## [Given records]
++++++

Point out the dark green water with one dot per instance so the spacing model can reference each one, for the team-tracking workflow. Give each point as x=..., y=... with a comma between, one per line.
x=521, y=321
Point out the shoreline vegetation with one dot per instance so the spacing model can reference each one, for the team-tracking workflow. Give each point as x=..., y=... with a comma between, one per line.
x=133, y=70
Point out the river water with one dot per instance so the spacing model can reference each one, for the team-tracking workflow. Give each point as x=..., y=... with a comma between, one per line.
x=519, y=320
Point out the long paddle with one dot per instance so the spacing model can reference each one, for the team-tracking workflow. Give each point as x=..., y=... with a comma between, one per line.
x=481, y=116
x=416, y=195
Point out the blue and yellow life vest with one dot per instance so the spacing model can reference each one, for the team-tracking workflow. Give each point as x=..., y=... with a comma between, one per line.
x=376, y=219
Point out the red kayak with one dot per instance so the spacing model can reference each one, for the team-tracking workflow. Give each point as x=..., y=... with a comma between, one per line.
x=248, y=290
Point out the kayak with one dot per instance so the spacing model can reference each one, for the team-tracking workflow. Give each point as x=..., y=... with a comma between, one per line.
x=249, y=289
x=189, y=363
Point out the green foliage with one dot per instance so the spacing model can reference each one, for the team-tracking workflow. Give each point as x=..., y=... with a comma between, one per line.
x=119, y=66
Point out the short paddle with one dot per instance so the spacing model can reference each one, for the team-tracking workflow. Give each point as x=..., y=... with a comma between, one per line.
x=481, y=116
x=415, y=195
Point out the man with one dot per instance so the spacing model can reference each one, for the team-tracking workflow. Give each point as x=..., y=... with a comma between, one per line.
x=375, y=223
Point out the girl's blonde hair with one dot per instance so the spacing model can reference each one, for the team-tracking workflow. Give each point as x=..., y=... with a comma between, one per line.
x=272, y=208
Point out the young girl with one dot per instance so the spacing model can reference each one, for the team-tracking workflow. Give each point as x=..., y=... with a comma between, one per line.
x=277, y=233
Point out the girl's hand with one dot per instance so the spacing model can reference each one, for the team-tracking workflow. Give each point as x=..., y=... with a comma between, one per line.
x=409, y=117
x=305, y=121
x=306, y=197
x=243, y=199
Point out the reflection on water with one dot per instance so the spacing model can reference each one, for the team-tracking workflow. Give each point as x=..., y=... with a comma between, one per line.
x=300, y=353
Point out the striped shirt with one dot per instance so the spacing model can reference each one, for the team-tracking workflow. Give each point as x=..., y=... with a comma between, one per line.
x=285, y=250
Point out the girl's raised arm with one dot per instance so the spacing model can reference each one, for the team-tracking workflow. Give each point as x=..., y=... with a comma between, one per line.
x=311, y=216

++++++

## [Instructions to follow]
Please give back every row above word for word, in the same order, without changing anything.

## [Result of the exercise]
Point out the dark green water with one dot per instance so the spacing model can reference each one, for the team-tracking workflow. Give each point as x=..., y=... with a comma between, one per line.
x=521, y=321
Point out the shoreline vegetation with one dot per instance so the spacing model can reference each one, for the team-tracking workflow. Give each point as x=..., y=... with a comma between, one per line.
x=133, y=70
Point out the river water with one dot per instance so the spacing model can reference each one, for the team-tracking workflow. Give each point as x=..., y=... with a comma between, one per line.
x=519, y=320
Point out the long paddle with one dot per instance so the spacing model can reference each one, for the team-tracking workflow. Give each point as x=..., y=... with a comma between, one per line.
x=481, y=116
x=416, y=195
Point out the blue and yellow life vest with one dot per instance so the spacing model can reference each one, for the team-tracking workflow. Give each point as x=..., y=... with a comma between, one per line.
x=376, y=219
Point out the red kayak with one dot per instance so the spacing model can reference each one, for the team-tracking workflow. Give each point as x=..., y=... with a comma between, one per line.
x=248, y=290
Point out the kayak with one dot per instance so the spacing model can reference each one, for the team-tracking workflow. Give each point as x=..., y=... with a comma between, one per line.
x=249, y=289
x=189, y=363
Point out the green foliage with one dot per instance so the spacing model can reference each one, for the team-tracking workflow. Give each point as x=..., y=... with a comma between, one per line.
x=119, y=66
Point out the short paddle with one dot per instance so the spacing model can reference each one, for the team-tracking workflow. Give each point as x=..., y=... with a comma between, one per line.
x=481, y=116
x=415, y=195
Point out the man with one dot per instance so the spacing model can reference each one, for the team-tracking workflow. Give each point as x=..., y=... with a comma between, one per line.
x=375, y=223
Point out the girl's blonde hair with one dot per instance so the spacing model can reference each one, for the team-tracking workflow. Give each point as x=..., y=... with a comma between, one per line.
x=272, y=208
Point out the young girl with one dot per instance so the spacing model can reference each one, for the team-tracking workflow. Give each point as x=..., y=... with a comma between, one per line.
x=277, y=233
Point out the girl's hand with one dot per instance so the spacing model can reference each one, for the team-tracking workflow. Give each point as x=..., y=... with a comma between, one per line.
x=409, y=117
x=305, y=121
x=306, y=197
x=243, y=199
Point out the reflection on water with one dot per instance so the spacing model can reference each one, for the team-tracking workflow. Give each point as x=..., y=... with a comma between, one per line.
x=300, y=353
Point out the striped shirt with one dot per instance so the spacing model can reference each one, for the team-tracking workflow. Give each point as x=..., y=... with a comma between, one per line.
x=285, y=250
Point out the girl's raised arm with one dot per instance so the spacing model can reference each one, for the team-tracking workflow. Give each point as x=..., y=... with a comma between, one per line.
x=311, y=216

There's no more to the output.